:: ÉNONCÉ DU PROBLÈME ::
Recopiez à l'identique toutes les lignes des données ci-dessous, sans reproduire les images.

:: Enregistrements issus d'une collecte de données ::
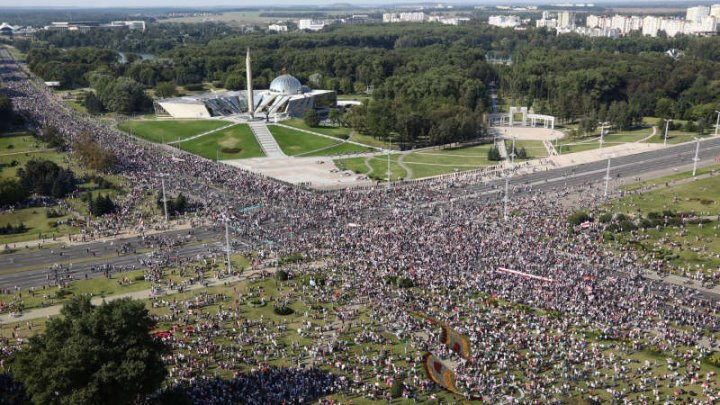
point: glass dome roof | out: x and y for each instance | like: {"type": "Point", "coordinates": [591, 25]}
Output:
{"type": "Point", "coordinates": [286, 84]}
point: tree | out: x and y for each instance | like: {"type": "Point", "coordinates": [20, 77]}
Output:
{"type": "Point", "coordinates": [165, 90]}
{"type": "Point", "coordinates": [312, 119]}
{"type": "Point", "coordinates": [494, 154]}
{"type": "Point", "coordinates": [7, 114]}
{"type": "Point", "coordinates": [44, 177]}
{"type": "Point", "coordinates": [11, 192]}
{"type": "Point", "coordinates": [234, 81]}
{"type": "Point", "coordinates": [93, 103]}
{"type": "Point", "coordinates": [92, 155]}
{"type": "Point", "coordinates": [92, 355]}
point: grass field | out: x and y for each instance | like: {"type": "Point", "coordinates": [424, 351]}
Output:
{"type": "Point", "coordinates": [421, 164]}
{"type": "Point", "coordinates": [38, 224]}
{"type": "Point", "coordinates": [690, 247]}
{"type": "Point", "coordinates": [296, 143]}
{"type": "Point", "coordinates": [378, 165]}
{"type": "Point", "coordinates": [236, 142]}
{"type": "Point", "coordinates": [341, 132]}
{"type": "Point", "coordinates": [534, 149]}
{"type": "Point", "coordinates": [169, 130]}
{"type": "Point", "coordinates": [233, 18]}
{"type": "Point", "coordinates": [18, 148]}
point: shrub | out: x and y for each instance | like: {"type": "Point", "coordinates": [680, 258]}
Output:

:: RÉSULTAT ATTENDU ::
point: glass dome roof | out: x and y for each instance | like: {"type": "Point", "coordinates": [591, 25]}
Output:
{"type": "Point", "coordinates": [286, 84]}
point: tree | out: x and y for each instance | like: {"type": "Point", "coordinates": [20, 77]}
Output:
{"type": "Point", "coordinates": [165, 90]}
{"type": "Point", "coordinates": [312, 119]}
{"type": "Point", "coordinates": [494, 154]}
{"type": "Point", "coordinates": [7, 114]}
{"type": "Point", "coordinates": [44, 177]}
{"type": "Point", "coordinates": [11, 192]}
{"type": "Point", "coordinates": [234, 81]}
{"type": "Point", "coordinates": [93, 103]}
{"type": "Point", "coordinates": [92, 155]}
{"type": "Point", "coordinates": [92, 355]}
point: grass field | out: x and y for each instance | like: {"type": "Point", "coordinates": [424, 351]}
Output:
{"type": "Point", "coordinates": [421, 164]}
{"type": "Point", "coordinates": [38, 224]}
{"type": "Point", "coordinates": [690, 247]}
{"type": "Point", "coordinates": [296, 143]}
{"type": "Point", "coordinates": [378, 165]}
{"type": "Point", "coordinates": [236, 142]}
{"type": "Point", "coordinates": [341, 132]}
{"type": "Point", "coordinates": [534, 149]}
{"type": "Point", "coordinates": [169, 130]}
{"type": "Point", "coordinates": [233, 18]}
{"type": "Point", "coordinates": [18, 148]}
point: shrub | out: x and y for each instance | like: {"type": "Point", "coordinates": [680, 258]}
Output:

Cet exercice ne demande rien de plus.